I find it kind of frightening and exhilarating at the same time. I expressly do believe in extra-terrestrial life. I think any rational person actually would. The idea that there’s water on other planets is indicative that there’s life, but secondly, of course, it’s the microbes and germs it contains that really worry me. I saw a film a few months ago on television, and the monster in it had come from water that was found on another planet, and it was sort of like this gigantic bowel syndrome. And there was this great piece of intestine that would roll around squashing entire cities. I guess that we really must be careful of the interplanetary bowel syndrome. I don’t think any of us are prepared for that. I think it’s the nature of the germ and microbe invasion that’s more scary than the idea of actual beings, in a way. Because I think it will be something that we have no control of whatsoever. So, God forbid if they ever start bringing the water back, don’t drink the water from Mars. That would be even worse than Akron or London tap water.
What do you like to do when you’re not working?
Free time is a strange thing. That’s the time that you live for forgetting – your prize for doing all the work is free time. And I’m almost tempted to say, fortunately, no, I don’t have any free time. Because I just find that I’ve always got something to do, and even if I haven’t, I’ll make something to do. If I haven’t got something to do then I’ll do something like pick up every film that Fran?ois Roland Truffaut made and watch them all in a row for about a week. Let’s see the entire span in chronological order. I’ll create a little project for myself if I’ve got time to kill.
You have homes in many places and your music appeals to fans across the globe. Do you see yourself as a man or the world or the man who sold the world?

☆ ☆ ☆ ☆ ☆

Set task
Write the next part of the interview, picking up right after its final question.

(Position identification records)

☆ ☆ ☆ ☆ ☆

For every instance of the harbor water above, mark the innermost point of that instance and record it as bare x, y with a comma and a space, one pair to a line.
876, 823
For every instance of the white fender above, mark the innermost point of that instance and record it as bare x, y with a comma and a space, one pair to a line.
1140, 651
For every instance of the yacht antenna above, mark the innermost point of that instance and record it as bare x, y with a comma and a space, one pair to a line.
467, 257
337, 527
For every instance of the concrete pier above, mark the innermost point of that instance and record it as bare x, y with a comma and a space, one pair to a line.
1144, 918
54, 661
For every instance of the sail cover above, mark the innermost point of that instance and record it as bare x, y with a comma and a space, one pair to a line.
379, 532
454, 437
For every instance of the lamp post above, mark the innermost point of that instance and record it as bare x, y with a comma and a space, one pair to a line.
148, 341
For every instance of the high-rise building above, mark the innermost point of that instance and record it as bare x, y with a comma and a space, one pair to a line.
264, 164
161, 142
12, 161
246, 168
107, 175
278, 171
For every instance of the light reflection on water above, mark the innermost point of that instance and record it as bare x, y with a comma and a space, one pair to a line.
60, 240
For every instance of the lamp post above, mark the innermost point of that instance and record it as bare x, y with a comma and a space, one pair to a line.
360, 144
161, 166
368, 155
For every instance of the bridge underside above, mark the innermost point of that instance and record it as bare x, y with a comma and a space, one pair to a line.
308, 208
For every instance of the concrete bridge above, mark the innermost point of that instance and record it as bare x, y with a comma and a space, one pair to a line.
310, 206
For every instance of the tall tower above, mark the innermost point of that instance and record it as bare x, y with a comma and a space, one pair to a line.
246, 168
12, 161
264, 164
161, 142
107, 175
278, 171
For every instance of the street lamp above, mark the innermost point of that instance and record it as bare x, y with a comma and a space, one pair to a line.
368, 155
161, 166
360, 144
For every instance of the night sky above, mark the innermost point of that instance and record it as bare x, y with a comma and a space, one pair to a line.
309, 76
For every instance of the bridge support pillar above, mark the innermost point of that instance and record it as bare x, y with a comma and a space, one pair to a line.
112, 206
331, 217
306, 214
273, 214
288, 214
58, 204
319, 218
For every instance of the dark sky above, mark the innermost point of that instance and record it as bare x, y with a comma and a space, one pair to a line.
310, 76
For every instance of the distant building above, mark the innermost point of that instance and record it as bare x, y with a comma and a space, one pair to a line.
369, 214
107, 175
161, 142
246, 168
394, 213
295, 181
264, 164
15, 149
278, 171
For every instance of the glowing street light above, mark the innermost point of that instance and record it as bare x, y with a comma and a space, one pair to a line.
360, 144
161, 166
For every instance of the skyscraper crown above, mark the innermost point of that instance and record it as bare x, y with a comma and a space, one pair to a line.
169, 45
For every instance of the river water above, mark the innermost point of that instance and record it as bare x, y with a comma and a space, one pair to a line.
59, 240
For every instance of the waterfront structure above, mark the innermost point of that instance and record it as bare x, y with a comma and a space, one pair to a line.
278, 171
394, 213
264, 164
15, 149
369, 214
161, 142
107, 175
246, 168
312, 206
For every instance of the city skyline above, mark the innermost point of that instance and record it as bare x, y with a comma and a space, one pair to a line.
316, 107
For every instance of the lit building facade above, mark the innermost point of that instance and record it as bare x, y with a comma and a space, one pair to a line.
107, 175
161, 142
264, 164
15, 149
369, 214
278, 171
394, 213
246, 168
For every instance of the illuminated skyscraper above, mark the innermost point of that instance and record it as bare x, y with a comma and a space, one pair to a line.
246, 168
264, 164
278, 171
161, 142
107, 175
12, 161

☆ ☆ ☆ ☆ ☆

Answer for the task
I see myself as one of the homeless, in as much as I don’t really feel the need for a home base. My definition of home for me, is being within my family and friends, and that, to me, is quite shelter enough. I feel very comfortable wherever I go. I find a pleasure in every society. There’s always some attribute that I find really interesting or commendable. I tend to look for the positive wherever I go and I tend to enjoy other cultures a lot. I love interaction between other cultures. The stranger the culture, the more at home I tend to feel.
What’s your favorite place to visit?
I’ve had quite a long relationship with Indonesia. I feel really responsive to it. I don’t know why, but I feel like I have a second home in Java. I don’t find it mysterious. I think I’m overwhelmed by North Bali, where the duality of their religion is so much a part of their lives. I think it’s an incredible way of living where it’s not just lip service to the idea of creation. Every single day is recognized and praised for being a gift. And it’s something that we in the West could certainly benefit from understanding, that we’re not to fritter all this away. These lives are very important.